A word-for-word restatement of every entry is what is needed here.

━━ Data excerpts ━━

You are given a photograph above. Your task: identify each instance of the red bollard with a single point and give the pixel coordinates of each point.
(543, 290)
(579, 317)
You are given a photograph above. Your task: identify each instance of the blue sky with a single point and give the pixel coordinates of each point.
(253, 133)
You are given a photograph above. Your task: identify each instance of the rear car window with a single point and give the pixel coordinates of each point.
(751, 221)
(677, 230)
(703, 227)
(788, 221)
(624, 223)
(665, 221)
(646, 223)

━━━

→ **Solution to this task**:
You are given a photograph above. Your task: identify each instance of the red bollard with a single point and give the pixel coordinates of each point.
(543, 290)
(579, 317)
You are given a photograph above. Your task: identify each instance of the blue sky with a single point and give the pixel coordinates of each point.
(253, 133)
You are given a photograph above. Your task: identify each instance of the rear car window with a single point and give the pixel coordinates of each point.
(751, 221)
(677, 230)
(703, 227)
(788, 221)
(624, 223)
(665, 221)
(646, 223)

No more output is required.